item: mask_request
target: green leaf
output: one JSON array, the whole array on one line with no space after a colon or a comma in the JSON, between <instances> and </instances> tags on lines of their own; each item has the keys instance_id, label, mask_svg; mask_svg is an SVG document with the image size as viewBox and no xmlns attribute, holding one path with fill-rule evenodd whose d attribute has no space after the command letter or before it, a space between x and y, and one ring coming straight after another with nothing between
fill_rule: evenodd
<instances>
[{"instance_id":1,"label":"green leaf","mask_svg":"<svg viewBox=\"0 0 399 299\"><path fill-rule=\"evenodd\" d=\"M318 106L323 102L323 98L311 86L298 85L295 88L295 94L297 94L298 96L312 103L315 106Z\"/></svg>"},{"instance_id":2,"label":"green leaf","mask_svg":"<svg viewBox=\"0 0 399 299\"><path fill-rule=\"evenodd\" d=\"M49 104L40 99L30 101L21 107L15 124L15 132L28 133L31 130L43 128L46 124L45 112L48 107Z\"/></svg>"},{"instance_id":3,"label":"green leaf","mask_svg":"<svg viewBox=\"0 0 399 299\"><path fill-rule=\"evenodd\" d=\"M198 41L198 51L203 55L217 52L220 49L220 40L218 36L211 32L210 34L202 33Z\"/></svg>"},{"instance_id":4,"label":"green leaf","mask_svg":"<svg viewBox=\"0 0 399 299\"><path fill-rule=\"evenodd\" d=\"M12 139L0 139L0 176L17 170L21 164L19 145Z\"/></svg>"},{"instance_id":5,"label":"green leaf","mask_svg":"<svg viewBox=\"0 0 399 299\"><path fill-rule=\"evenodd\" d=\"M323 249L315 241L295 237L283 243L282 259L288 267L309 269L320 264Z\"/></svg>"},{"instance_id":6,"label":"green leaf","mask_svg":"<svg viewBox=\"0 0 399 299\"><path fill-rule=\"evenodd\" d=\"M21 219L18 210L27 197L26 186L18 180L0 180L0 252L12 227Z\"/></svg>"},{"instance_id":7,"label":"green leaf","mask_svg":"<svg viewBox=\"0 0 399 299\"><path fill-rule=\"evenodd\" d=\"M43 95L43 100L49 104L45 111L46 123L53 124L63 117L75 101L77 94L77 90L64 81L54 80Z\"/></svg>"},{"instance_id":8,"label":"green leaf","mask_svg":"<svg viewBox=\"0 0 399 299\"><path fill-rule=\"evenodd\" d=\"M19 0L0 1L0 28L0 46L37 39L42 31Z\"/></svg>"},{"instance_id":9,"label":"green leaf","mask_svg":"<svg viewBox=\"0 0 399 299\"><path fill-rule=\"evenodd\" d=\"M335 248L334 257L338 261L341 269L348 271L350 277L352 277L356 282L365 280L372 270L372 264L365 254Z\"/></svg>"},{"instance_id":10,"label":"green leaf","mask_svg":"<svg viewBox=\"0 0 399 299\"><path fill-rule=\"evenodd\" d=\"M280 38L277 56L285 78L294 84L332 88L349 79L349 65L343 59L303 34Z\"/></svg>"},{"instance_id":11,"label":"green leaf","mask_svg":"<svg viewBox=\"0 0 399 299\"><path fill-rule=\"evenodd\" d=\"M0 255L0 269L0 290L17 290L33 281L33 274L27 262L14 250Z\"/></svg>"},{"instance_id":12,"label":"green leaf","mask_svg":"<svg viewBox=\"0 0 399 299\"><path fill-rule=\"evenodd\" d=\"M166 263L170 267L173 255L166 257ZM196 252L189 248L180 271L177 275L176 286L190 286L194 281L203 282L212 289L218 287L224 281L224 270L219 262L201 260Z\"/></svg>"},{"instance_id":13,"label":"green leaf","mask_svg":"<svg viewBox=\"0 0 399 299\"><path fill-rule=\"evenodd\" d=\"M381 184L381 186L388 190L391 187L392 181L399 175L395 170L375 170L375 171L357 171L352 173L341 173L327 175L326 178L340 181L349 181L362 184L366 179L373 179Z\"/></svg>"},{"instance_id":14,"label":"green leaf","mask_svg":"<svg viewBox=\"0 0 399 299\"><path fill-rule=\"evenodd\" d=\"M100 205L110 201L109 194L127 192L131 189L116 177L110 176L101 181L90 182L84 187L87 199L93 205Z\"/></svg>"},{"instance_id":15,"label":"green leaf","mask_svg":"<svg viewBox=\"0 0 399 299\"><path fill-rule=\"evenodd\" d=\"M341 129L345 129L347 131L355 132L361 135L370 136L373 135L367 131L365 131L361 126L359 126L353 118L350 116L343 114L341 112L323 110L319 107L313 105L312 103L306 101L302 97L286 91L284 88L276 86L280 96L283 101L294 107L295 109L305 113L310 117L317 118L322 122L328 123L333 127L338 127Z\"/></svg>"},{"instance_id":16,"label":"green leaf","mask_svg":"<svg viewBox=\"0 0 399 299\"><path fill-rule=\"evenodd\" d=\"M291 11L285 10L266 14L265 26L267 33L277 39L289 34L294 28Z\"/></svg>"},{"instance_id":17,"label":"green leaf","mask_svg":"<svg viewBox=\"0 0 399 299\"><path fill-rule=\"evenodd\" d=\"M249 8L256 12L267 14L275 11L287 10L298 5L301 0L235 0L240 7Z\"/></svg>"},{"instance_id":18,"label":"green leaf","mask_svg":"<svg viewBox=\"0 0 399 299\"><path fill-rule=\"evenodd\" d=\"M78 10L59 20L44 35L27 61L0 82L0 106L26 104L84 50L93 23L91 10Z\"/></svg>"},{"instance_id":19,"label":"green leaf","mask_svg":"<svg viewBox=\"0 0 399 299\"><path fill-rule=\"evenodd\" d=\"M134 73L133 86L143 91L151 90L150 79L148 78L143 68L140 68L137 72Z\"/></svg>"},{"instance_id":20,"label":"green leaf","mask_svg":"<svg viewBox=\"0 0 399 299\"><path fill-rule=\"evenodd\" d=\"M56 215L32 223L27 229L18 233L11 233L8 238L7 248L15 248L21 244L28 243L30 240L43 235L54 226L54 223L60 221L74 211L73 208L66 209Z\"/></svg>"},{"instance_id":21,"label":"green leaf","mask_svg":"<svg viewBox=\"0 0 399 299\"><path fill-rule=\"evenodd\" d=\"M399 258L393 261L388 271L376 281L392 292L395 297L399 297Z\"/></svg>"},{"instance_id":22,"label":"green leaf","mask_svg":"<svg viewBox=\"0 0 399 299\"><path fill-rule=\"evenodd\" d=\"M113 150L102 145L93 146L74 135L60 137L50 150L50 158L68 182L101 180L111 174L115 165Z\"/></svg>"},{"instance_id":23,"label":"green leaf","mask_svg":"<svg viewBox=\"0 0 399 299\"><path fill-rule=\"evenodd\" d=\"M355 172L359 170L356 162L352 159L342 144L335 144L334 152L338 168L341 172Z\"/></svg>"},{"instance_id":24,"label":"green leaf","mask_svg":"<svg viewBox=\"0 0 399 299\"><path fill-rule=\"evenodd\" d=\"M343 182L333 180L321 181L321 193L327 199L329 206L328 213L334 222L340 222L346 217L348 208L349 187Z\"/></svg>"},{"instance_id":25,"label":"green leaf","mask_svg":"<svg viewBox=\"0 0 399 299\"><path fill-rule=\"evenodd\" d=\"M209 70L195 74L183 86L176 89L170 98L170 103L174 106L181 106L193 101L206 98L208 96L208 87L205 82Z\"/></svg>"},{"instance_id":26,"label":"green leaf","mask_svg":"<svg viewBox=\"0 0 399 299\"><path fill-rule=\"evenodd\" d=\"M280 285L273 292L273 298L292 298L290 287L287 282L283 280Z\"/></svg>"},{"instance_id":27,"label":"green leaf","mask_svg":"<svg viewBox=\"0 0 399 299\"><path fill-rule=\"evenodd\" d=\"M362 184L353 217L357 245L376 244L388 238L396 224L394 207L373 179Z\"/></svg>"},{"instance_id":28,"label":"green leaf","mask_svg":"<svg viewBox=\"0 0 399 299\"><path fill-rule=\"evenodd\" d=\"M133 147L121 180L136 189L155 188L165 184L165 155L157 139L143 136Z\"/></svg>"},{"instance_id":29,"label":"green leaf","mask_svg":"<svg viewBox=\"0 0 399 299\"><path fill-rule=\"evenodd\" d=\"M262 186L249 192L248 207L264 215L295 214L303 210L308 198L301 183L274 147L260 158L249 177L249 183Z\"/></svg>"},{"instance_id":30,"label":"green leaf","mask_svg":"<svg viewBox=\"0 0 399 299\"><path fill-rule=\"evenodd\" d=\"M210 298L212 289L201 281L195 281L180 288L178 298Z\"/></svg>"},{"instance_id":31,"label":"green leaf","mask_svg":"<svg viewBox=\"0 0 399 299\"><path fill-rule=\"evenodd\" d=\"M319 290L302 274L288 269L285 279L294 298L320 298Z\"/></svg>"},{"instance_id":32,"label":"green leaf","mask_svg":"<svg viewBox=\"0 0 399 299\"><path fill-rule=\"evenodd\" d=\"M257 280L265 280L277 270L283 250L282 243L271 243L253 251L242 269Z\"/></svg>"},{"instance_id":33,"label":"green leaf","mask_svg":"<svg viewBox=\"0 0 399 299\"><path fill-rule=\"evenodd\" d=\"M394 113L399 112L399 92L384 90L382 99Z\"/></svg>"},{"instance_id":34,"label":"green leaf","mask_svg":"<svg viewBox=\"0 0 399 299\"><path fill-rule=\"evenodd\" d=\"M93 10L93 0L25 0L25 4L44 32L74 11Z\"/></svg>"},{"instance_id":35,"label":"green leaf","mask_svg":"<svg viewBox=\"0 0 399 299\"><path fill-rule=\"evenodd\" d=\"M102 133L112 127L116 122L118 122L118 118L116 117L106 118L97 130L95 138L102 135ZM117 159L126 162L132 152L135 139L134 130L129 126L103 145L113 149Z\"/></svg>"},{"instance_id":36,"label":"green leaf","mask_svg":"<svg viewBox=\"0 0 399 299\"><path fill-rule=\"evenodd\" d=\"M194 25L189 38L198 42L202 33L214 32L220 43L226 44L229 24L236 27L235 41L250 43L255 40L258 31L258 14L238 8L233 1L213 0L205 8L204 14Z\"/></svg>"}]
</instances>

Work instruction ->
Scan the data for the word "instances" and copy every line where it shows up.

Response for this exercise ->
output: one JSON array, the whole array on one line with no space after a colon or a comma in the JSON, between <instances> and </instances> tags on lines of their own; each item has the keys instance_id, label, mask_svg; mask_svg is an SVG document with the image size as viewBox and no xmlns attribute, holding one path with fill-rule evenodd whose d attribute has no space after the command letter or before it, a space between x and y, and one ring coming straight after another with nothing between
<instances>
</instances>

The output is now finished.